● **Problem**
Please write out every line of the entries below again, requests included, but omit the pictures. Scale each coordinate in the answers by 1.05 and round it to a whole number, rounding halves up.

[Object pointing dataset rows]

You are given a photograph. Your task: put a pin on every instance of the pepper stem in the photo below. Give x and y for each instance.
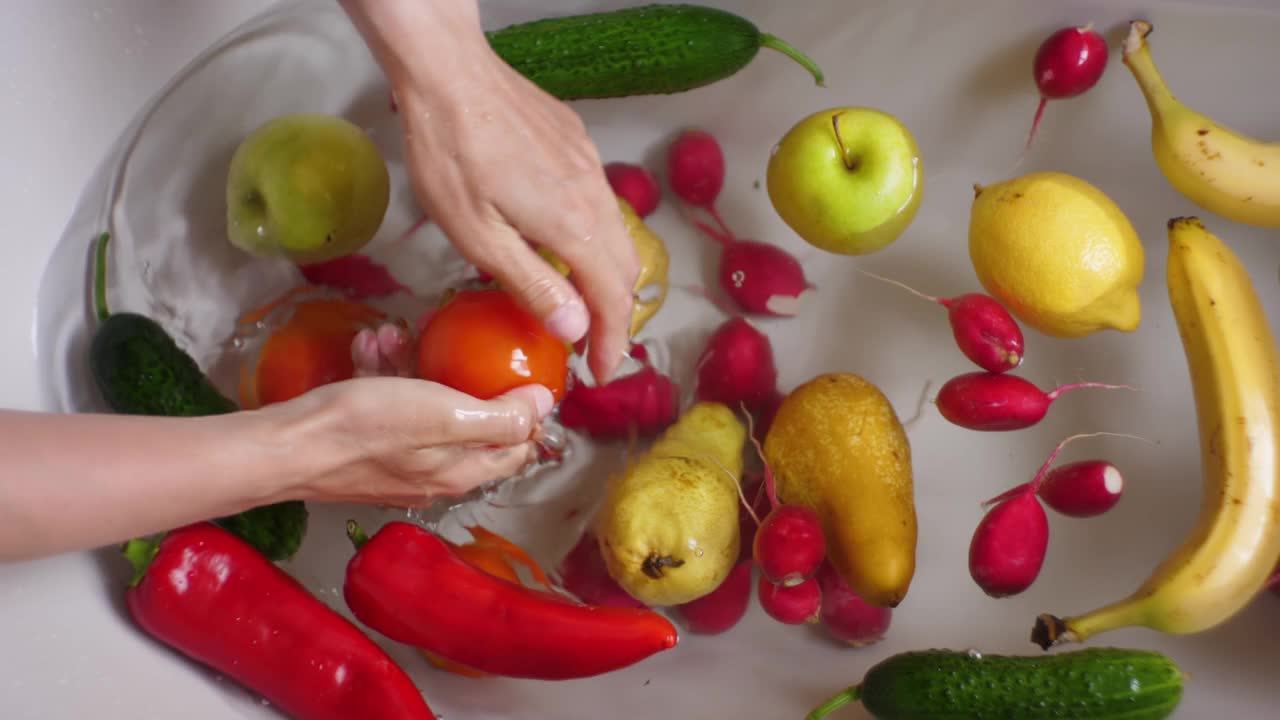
(100, 308)
(140, 552)
(356, 534)
(776, 42)
(845, 697)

● **Response**
You are given a photograph. Your task: put a pin on every instance of the pepper stem in the photo below. Give x and y for each instance.
(105, 323)
(147, 580)
(374, 561)
(815, 44)
(887, 732)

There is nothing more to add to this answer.